Stored data entries:
::::::

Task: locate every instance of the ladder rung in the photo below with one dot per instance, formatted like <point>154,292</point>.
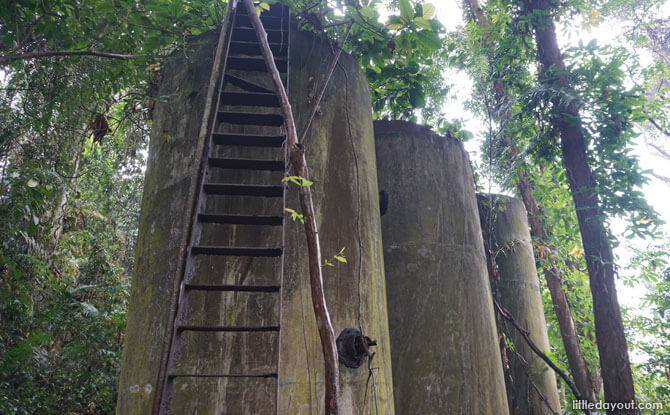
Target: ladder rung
<point>274,10</point>
<point>255,64</point>
<point>233,329</point>
<point>247,164</point>
<point>269,22</point>
<point>249,35</point>
<point>235,288</point>
<point>236,251</point>
<point>223,375</point>
<point>248,140</point>
<point>254,49</point>
<point>251,118</point>
<point>251,99</point>
<point>246,85</point>
<point>243,190</point>
<point>240,219</point>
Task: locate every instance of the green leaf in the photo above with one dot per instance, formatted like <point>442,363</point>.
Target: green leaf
<point>423,23</point>
<point>406,10</point>
<point>429,39</point>
<point>368,12</point>
<point>428,10</point>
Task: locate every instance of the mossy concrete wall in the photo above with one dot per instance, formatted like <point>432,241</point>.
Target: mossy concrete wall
<point>341,157</point>
<point>171,166</point>
<point>340,153</point>
<point>505,227</point>
<point>443,337</point>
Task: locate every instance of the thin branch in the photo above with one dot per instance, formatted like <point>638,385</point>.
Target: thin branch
<point>5,59</point>
<point>662,152</point>
<point>660,128</point>
<point>299,163</point>
<point>325,83</point>
<point>526,336</point>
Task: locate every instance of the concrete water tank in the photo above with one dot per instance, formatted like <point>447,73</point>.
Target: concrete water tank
<point>443,340</point>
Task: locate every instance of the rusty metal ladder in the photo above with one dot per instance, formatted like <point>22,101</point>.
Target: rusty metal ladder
<point>241,53</point>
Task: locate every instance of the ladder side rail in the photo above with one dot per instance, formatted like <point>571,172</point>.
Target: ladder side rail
<point>162,399</point>
<point>286,14</point>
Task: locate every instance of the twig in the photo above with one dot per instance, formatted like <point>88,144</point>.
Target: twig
<point>325,83</point>
<point>5,59</point>
<point>526,336</point>
<point>299,163</point>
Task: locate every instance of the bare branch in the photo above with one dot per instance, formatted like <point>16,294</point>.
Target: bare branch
<point>297,158</point>
<point>6,59</point>
<point>526,336</point>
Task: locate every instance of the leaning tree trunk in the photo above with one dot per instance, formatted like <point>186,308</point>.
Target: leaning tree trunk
<point>553,276</point>
<point>614,362</point>
<point>299,164</point>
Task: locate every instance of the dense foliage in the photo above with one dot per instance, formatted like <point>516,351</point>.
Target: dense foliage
<point>74,129</point>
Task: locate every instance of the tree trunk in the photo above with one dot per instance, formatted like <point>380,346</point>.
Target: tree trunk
<point>553,276</point>
<point>297,159</point>
<point>614,362</point>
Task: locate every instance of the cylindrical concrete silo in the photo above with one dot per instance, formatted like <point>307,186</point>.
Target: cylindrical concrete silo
<point>443,339</point>
<point>531,384</point>
<point>341,157</point>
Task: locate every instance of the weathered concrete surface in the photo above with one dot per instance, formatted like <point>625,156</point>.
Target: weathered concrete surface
<point>340,153</point>
<point>505,227</point>
<point>341,157</point>
<point>170,168</point>
<point>443,339</point>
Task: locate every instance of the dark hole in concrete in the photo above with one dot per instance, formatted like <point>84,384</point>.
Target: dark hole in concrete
<point>353,347</point>
<point>383,202</point>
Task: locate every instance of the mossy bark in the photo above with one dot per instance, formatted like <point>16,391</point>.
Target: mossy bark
<point>443,339</point>
<point>531,384</point>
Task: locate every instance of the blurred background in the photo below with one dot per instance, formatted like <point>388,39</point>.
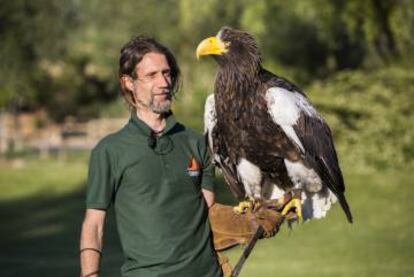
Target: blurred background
<point>59,95</point>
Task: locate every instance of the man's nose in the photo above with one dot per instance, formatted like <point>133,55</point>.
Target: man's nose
<point>164,81</point>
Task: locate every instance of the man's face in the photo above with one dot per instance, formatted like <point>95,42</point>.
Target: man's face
<point>152,88</point>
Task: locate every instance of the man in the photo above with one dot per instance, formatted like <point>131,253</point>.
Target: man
<point>156,173</point>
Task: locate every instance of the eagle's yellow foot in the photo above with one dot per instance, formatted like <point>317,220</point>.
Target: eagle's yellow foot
<point>294,203</point>
<point>243,206</point>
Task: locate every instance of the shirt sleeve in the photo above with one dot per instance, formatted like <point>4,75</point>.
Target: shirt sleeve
<point>100,185</point>
<point>207,178</point>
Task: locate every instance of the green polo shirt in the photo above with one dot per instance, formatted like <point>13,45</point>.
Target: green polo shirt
<point>159,208</point>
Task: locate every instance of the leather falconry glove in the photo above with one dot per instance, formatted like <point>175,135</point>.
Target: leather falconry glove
<point>230,228</point>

::::::

**Exercise description:** The answer must be every line of the data that contains the word "below".

**Output of the task:**
Task: locate every instance of the ladder rung in the photo below with one dot per instance, formatted like <point>154,292</point>.
Task: locate every instance of the blurred background in the photo below with one dot per instance, formatted like <point>388,39</point>.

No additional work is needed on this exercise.